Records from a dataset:
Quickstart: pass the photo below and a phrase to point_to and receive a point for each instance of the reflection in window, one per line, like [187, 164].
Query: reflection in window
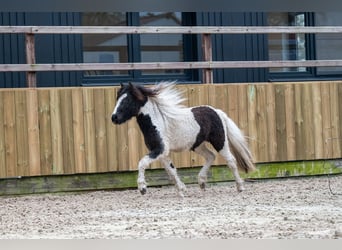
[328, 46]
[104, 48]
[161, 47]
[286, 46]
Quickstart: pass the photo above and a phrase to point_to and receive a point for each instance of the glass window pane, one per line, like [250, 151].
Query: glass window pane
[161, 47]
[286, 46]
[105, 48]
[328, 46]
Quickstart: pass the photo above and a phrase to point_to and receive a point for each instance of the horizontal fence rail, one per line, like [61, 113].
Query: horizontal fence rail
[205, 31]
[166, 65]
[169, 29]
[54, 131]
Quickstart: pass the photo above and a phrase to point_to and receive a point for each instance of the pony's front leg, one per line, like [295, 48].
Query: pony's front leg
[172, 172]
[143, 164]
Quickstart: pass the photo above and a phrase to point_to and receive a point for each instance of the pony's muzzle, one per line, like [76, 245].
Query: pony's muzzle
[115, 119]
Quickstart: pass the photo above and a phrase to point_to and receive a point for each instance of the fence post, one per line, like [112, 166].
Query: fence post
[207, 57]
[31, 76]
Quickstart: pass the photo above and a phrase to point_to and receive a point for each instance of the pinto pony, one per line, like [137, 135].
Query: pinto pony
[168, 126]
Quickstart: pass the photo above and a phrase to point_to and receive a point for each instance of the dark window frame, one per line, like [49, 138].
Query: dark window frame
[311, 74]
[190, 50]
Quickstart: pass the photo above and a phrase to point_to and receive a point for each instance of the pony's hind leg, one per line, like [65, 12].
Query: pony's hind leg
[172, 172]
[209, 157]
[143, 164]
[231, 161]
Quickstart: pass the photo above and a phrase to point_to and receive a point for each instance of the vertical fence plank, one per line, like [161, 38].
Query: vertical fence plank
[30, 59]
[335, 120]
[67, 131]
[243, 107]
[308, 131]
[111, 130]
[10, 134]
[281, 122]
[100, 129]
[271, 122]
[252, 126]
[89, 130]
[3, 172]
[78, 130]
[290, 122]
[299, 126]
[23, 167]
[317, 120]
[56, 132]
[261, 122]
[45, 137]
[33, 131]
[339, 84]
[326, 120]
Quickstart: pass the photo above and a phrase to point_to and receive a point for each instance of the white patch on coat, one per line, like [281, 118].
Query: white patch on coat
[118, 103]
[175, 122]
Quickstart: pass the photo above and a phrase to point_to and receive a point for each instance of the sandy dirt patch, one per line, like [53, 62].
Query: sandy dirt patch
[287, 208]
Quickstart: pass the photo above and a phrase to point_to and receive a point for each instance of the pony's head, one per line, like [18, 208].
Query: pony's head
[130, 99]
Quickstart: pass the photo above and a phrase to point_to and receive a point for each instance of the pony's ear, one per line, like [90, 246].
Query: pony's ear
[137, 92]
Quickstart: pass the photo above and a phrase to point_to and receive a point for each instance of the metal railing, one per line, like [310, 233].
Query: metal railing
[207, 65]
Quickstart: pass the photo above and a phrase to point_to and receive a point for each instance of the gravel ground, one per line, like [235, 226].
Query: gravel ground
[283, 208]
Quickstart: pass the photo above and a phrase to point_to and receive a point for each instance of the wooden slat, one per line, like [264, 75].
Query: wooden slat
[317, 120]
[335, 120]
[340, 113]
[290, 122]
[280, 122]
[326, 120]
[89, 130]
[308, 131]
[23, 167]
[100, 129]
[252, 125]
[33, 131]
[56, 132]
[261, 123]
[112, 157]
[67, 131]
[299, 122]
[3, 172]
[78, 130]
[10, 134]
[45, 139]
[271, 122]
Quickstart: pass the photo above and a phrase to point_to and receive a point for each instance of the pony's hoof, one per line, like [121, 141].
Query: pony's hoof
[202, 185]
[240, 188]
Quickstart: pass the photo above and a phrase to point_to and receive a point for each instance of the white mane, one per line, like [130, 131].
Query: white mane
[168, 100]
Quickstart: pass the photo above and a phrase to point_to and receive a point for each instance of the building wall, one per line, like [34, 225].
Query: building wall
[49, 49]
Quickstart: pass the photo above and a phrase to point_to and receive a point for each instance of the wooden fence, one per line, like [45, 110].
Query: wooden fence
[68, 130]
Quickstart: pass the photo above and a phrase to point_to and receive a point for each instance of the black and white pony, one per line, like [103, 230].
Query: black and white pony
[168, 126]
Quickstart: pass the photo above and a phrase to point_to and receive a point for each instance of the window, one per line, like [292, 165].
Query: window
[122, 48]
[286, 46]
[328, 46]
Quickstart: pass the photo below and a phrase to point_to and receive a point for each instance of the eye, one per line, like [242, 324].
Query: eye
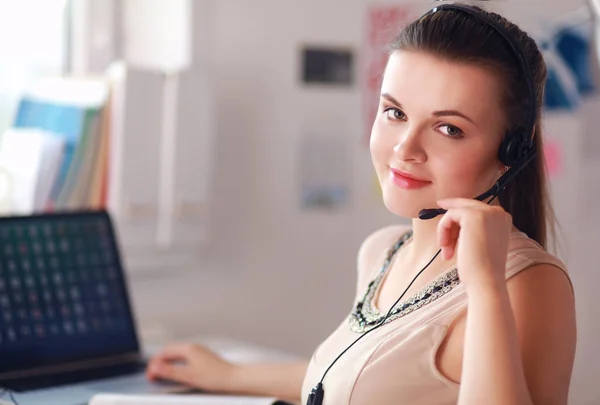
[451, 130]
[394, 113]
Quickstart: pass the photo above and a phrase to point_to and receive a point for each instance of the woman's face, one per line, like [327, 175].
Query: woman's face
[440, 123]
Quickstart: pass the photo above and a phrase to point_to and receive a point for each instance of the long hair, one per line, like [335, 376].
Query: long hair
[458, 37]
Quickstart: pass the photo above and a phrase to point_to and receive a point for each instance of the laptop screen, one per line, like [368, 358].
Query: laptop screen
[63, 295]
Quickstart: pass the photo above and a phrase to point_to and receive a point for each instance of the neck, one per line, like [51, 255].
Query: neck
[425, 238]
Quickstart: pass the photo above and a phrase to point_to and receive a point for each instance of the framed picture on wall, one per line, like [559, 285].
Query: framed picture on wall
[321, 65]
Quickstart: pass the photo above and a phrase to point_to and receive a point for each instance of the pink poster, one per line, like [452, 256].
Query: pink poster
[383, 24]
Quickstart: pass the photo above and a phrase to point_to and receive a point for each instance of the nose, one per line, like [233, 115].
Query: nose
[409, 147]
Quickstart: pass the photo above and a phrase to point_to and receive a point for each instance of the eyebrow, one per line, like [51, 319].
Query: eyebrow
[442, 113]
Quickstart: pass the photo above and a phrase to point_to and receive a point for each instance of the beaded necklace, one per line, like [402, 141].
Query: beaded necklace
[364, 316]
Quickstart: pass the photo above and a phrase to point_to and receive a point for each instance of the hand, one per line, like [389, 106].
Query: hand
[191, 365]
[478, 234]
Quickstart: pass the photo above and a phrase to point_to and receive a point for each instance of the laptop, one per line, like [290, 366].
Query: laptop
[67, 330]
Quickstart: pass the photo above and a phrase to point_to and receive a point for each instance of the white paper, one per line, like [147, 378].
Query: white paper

---

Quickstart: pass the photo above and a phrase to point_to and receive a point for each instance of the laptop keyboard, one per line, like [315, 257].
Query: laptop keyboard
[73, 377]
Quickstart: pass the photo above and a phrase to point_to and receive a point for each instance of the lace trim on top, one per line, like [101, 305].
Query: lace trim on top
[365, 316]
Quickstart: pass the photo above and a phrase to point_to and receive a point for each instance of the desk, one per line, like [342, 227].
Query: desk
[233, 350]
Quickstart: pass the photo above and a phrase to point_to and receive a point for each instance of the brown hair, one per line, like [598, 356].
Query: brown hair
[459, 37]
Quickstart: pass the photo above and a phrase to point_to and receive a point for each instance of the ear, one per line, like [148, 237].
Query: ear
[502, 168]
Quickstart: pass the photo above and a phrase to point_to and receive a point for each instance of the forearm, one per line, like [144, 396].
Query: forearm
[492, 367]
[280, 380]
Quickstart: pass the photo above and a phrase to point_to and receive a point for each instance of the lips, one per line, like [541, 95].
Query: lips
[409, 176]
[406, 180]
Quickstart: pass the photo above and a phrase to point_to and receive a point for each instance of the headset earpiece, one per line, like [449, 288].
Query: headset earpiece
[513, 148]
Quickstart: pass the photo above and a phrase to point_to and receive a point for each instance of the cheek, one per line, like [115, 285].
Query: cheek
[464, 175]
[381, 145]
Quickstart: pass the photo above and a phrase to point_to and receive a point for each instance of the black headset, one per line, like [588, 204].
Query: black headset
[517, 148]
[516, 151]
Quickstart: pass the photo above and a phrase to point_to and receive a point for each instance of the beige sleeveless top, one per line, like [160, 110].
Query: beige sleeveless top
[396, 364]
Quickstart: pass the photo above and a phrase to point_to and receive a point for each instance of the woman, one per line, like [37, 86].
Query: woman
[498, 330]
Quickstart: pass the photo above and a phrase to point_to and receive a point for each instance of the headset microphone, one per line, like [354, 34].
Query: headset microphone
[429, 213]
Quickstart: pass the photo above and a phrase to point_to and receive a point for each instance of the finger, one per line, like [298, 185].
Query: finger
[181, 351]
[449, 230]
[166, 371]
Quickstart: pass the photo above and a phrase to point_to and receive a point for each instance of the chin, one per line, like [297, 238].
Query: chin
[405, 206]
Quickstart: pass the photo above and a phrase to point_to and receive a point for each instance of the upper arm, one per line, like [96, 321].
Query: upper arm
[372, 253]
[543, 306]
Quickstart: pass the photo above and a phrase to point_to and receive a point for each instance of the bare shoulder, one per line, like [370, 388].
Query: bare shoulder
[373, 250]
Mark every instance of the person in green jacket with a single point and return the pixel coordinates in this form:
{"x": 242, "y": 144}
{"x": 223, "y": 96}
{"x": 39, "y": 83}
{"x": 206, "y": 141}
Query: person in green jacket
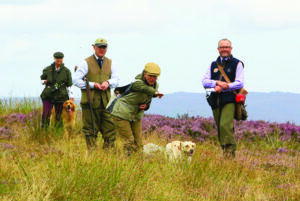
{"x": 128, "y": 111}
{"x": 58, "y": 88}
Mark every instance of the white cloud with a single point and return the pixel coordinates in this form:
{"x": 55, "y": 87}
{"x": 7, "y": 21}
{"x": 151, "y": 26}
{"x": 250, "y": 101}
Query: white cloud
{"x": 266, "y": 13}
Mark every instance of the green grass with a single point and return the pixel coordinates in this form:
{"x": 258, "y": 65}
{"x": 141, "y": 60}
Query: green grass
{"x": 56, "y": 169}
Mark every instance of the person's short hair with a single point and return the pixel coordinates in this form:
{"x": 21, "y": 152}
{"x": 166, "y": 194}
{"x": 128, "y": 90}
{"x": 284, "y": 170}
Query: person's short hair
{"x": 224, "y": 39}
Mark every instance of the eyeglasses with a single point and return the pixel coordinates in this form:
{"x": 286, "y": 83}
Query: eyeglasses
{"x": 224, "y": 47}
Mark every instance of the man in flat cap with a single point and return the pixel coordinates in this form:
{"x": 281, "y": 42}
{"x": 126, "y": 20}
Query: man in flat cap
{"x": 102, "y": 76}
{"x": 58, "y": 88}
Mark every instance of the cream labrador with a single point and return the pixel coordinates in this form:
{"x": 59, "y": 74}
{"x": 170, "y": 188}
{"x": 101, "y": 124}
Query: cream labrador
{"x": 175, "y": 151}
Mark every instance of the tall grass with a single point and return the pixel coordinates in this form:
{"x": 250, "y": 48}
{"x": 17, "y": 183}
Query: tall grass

==

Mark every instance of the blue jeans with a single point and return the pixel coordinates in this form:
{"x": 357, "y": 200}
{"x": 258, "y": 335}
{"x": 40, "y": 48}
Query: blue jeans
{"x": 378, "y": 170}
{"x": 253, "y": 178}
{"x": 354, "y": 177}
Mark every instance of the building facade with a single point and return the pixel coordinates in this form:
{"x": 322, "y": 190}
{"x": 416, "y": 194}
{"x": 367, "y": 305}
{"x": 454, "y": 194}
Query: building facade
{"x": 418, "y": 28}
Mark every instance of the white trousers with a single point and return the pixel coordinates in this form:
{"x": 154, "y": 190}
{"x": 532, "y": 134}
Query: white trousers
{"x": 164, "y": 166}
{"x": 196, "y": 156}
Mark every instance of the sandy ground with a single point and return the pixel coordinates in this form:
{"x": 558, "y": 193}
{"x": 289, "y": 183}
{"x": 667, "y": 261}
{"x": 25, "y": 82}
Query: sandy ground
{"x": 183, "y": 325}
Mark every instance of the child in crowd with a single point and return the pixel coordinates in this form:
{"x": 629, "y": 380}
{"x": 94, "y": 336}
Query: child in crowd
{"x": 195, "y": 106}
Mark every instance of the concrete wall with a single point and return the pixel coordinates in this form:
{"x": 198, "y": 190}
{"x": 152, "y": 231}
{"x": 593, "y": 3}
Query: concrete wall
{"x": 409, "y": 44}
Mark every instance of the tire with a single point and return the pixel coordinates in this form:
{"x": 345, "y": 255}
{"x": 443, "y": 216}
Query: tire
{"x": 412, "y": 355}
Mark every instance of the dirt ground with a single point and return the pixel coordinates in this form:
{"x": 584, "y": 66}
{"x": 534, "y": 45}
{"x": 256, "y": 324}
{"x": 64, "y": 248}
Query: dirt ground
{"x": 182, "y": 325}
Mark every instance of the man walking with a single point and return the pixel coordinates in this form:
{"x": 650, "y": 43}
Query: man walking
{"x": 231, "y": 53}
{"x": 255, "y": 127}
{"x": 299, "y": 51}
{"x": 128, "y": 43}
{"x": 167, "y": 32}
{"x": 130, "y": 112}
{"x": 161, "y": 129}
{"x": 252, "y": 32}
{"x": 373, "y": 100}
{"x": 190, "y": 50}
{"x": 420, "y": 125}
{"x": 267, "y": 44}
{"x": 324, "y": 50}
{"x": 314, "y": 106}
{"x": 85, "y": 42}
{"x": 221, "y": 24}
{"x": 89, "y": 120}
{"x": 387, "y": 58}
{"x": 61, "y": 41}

How to complete this task:
Only lines with the word "tall" go in the answer. Take them all from the entries above.

Output below:
Mark every instance of the tall grass with a single point and return the pixel coordinates in this form:
Query: tall grass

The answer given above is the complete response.